— Assignment —
Read through the lines below and copy the ones holding the string "mast".

(Region pointing data)
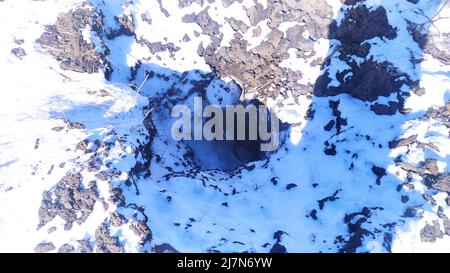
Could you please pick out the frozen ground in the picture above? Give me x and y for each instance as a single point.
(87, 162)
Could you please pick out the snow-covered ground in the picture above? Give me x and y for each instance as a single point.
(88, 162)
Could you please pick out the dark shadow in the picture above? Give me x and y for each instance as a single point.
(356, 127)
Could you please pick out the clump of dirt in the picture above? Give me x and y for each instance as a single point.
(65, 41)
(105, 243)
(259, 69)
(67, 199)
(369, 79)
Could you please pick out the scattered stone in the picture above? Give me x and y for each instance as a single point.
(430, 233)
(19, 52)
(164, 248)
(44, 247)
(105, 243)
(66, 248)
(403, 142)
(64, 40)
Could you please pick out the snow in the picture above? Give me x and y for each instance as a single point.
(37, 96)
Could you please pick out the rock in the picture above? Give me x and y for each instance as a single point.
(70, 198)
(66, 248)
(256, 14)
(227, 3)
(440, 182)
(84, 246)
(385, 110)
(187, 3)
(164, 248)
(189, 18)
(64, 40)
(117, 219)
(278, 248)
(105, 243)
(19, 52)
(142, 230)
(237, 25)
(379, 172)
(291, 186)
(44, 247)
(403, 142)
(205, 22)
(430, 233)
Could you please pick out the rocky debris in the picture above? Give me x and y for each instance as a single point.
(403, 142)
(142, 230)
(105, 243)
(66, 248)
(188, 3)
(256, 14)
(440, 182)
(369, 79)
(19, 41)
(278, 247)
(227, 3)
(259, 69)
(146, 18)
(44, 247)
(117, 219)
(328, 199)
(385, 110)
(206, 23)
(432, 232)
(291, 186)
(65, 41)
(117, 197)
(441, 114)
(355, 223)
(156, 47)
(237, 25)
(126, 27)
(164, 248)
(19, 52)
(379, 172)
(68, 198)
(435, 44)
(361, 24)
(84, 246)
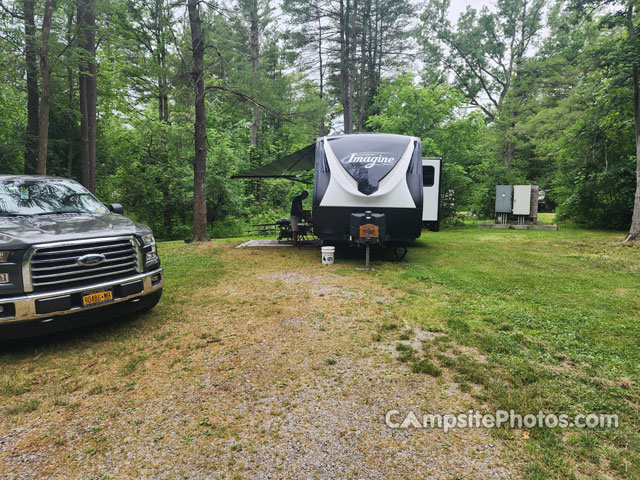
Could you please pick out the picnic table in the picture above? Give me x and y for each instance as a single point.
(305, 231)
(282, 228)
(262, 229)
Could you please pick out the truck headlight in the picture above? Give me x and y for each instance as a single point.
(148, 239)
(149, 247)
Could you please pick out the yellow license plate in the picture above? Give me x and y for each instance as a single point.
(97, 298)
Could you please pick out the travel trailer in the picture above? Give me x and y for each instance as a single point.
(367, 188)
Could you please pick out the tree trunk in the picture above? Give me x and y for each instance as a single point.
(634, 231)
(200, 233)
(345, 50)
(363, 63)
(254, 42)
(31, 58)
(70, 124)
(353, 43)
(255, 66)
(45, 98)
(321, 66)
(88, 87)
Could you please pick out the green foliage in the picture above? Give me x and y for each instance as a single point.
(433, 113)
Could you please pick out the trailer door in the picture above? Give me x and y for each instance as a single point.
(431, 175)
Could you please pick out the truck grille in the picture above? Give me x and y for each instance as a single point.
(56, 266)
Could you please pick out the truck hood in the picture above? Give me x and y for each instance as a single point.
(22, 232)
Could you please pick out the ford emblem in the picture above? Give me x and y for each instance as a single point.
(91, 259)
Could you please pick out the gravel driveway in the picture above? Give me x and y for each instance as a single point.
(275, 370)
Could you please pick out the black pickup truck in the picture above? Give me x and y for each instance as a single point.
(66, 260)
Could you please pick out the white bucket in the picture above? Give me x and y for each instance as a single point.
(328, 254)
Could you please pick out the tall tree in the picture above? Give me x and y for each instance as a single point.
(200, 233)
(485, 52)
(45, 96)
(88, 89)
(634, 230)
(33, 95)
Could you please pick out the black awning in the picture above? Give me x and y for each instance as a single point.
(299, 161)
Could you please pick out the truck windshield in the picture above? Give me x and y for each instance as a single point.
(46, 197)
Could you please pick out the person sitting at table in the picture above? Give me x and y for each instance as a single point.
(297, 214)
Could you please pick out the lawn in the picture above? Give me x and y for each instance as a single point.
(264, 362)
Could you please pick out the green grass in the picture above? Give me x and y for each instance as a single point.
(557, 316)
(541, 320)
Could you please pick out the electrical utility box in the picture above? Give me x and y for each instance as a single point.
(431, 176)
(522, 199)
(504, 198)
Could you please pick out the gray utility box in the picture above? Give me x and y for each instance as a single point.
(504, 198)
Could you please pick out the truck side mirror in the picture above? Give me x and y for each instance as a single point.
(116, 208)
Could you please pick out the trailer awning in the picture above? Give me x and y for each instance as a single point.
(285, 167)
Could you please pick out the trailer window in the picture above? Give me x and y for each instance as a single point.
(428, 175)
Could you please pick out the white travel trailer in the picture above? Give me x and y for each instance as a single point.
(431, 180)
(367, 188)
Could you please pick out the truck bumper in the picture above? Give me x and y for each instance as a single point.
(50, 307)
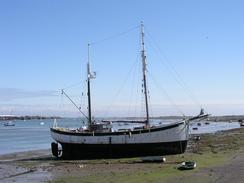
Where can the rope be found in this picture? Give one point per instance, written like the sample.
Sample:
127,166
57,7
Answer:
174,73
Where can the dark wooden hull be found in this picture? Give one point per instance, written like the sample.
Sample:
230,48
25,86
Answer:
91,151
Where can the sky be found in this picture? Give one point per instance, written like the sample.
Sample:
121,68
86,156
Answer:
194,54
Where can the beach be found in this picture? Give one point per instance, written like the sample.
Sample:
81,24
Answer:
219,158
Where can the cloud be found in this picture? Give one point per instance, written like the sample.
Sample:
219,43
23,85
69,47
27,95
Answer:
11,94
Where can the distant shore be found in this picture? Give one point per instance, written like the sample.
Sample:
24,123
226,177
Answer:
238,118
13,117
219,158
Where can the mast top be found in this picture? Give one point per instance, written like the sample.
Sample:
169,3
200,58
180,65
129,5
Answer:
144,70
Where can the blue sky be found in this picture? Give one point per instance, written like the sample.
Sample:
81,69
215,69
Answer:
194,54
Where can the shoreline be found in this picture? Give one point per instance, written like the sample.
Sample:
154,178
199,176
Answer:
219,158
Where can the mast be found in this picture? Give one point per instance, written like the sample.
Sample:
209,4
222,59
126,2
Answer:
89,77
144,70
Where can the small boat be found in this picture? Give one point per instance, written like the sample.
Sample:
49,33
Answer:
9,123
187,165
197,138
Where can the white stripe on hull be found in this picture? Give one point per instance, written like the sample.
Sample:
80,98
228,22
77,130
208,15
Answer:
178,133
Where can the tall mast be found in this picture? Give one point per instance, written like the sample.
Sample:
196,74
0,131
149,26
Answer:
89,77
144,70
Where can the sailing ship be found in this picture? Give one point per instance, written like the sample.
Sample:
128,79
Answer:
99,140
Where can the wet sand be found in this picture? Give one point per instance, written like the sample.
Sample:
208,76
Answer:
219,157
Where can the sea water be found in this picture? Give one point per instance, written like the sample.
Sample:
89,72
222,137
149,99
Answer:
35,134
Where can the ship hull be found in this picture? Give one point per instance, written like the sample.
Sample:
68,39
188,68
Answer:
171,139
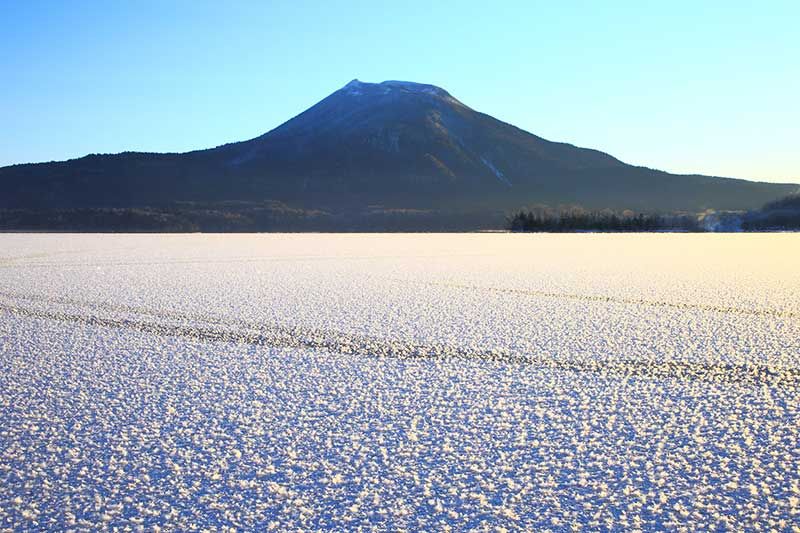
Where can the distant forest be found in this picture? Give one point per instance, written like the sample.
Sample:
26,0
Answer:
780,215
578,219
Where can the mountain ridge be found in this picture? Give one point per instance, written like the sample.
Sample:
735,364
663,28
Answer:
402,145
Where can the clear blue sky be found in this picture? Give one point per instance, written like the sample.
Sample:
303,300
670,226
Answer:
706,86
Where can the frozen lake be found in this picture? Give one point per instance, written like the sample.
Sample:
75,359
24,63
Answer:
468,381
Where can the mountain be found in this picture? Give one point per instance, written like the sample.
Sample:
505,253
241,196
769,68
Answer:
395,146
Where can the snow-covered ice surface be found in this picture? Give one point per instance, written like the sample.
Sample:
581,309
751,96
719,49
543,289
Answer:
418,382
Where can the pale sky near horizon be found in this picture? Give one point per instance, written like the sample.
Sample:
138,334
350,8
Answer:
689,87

...

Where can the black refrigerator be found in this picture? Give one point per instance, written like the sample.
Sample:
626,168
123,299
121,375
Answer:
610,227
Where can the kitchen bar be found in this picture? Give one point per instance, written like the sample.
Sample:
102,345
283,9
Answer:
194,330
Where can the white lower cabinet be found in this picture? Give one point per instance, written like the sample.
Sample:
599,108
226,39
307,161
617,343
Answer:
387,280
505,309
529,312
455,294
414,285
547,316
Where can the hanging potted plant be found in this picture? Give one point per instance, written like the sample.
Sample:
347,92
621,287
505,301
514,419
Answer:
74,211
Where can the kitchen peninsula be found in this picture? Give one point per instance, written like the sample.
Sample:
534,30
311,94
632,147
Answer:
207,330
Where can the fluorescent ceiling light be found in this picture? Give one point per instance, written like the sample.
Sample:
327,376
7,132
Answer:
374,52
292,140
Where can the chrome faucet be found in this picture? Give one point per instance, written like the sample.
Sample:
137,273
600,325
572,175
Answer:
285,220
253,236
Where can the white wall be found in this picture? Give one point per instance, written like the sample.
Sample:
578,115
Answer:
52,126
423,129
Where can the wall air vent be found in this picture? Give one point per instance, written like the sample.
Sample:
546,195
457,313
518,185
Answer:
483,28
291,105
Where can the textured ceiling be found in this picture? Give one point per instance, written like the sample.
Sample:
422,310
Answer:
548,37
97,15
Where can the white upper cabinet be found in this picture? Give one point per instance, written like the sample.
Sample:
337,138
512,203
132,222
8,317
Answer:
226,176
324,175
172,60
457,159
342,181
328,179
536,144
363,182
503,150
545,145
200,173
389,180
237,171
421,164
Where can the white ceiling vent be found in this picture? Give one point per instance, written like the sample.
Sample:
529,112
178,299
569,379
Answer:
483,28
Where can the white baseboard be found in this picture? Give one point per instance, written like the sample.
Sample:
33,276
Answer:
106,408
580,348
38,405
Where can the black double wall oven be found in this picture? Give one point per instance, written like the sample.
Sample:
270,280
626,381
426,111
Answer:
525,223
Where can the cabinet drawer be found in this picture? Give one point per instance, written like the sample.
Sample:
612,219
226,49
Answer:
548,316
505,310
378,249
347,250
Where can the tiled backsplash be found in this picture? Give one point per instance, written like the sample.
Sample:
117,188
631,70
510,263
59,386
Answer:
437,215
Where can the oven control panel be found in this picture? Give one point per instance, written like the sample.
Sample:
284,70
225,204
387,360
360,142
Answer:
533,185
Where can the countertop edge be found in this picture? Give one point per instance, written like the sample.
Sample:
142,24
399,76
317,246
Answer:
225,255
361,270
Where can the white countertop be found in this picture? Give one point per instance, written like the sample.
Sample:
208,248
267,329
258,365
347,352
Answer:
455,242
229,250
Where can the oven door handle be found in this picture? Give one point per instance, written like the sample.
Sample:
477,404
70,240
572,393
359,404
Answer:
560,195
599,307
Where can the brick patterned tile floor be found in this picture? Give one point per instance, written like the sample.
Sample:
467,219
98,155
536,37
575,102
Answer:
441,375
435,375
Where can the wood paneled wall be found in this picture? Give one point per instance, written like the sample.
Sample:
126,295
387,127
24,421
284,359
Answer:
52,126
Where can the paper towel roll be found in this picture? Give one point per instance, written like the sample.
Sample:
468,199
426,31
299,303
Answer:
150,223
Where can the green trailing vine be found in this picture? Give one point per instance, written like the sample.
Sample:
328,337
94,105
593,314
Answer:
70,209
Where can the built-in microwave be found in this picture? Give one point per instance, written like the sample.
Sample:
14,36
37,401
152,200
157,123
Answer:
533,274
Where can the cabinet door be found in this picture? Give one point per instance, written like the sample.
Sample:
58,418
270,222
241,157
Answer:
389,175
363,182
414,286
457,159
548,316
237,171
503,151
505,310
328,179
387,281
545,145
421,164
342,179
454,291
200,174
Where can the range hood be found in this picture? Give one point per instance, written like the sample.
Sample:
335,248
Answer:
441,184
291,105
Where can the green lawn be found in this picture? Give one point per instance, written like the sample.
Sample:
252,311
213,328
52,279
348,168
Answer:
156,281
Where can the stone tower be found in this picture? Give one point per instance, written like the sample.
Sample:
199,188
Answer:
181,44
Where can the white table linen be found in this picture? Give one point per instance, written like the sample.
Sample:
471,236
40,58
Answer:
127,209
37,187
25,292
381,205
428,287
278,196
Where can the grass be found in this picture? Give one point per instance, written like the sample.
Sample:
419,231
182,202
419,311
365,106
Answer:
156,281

— Expected answer —
Where can the mast top be found in this picture? Give one point per instance, written like the sample.
Where can the mast be found in this picture? Give one point per instance, written like the sample.
Where can the tall mast be found in this picture? Give one point per instance, written like the sample.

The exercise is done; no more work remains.